EXERCISE GOAL
Output the material beneath exactly, leaving nothing out.

Position annotation records
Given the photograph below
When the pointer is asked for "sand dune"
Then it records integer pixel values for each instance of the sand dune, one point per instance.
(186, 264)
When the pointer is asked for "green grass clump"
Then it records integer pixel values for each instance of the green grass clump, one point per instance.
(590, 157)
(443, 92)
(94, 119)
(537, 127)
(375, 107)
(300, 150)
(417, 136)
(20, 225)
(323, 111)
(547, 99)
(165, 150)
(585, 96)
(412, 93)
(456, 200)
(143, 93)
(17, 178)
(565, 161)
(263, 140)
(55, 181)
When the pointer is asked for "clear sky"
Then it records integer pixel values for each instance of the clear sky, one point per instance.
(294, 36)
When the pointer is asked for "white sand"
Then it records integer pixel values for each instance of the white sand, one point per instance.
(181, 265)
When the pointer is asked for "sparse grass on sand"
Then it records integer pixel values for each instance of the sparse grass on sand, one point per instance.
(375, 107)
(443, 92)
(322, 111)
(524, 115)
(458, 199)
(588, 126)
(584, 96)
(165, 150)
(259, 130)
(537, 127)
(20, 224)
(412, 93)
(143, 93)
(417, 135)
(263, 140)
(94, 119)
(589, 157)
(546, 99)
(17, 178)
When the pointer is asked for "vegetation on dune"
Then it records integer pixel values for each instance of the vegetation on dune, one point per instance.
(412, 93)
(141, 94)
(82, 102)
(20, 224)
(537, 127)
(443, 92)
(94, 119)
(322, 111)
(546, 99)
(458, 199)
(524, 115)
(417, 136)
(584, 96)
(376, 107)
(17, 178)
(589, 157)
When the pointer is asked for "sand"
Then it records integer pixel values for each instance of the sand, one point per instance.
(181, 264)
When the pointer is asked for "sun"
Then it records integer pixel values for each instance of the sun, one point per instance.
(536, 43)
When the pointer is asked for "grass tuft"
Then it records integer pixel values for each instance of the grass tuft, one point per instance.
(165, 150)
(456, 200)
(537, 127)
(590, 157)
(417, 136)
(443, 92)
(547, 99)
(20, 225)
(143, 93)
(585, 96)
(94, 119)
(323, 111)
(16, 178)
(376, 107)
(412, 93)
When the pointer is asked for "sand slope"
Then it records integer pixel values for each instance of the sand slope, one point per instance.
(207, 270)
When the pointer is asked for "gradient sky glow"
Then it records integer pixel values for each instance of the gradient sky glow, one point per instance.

REPLY
Given the photograph below
When the pointer is asked for "sand dune"
Then it records integer pixel values for each instance of the sand dune, one point per instance.
(186, 264)
When the pointer is asked for "green grass clump"
Then it records integer pixel values for each instance of the green grass clump, one point per instance.
(590, 157)
(443, 92)
(94, 119)
(537, 127)
(375, 107)
(300, 150)
(417, 136)
(20, 225)
(323, 111)
(547, 99)
(165, 150)
(585, 96)
(412, 93)
(456, 200)
(143, 93)
(17, 178)
(565, 161)
(263, 140)
(55, 181)
When the pointer is asked for "clear sky"
Then it records integer pixel values for each instance of the clear sky, one point per instance.
(294, 36)
When the pointer is asked for "white sand"
Then it records integer pixel values for each instance of the white sand, one point per instance.
(181, 265)
When the pointer is asked for "sparse grass on sand"
Then it records integer pixel values for each instance of the sparse grass on sand, one point per instance.
(375, 107)
(443, 92)
(322, 111)
(524, 115)
(458, 199)
(588, 126)
(584, 96)
(165, 150)
(259, 130)
(537, 127)
(20, 224)
(412, 93)
(143, 93)
(417, 135)
(263, 140)
(94, 119)
(589, 157)
(546, 99)
(17, 178)
When the pointer is asked for "vegetation on dune"
Then it records integer pixel values for each instance of the vegetation on dune, one point per instance.
(412, 93)
(141, 94)
(82, 102)
(20, 224)
(537, 127)
(443, 92)
(94, 119)
(322, 111)
(546, 99)
(458, 199)
(524, 115)
(417, 136)
(584, 96)
(376, 107)
(17, 178)
(589, 157)
When the pointer is asked for "sand"
Then it records integer pixel values for each instance of the sand, one point per instance.
(181, 264)
When the pointer is asked for "sun"
Then it records integer pixel values for each instance of the sun, one point per instance.
(536, 43)
When the pointer is asked for "grass tuft"
Then it records integer pixel values for each instance of the grass tuft, one point per instance.
(165, 150)
(456, 200)
(537, 127)
(590, 157)
(417, 136)
(443, 92)
(547, 99)
(20, 225)
(143, 93)
(585, 96)
(94, 119)
(323, 111)
(16, 178)
(376, 107)
(412, 93)
When the pointer is asked for "sand slope"
Then it records integer pixel values for each instance of the sand slope, one point per instance.
(207, 270)
When the pointer is asked for "gradient sky glow"
Then it records integer pixel values for each instance of the gradient sky glow, one point per instance.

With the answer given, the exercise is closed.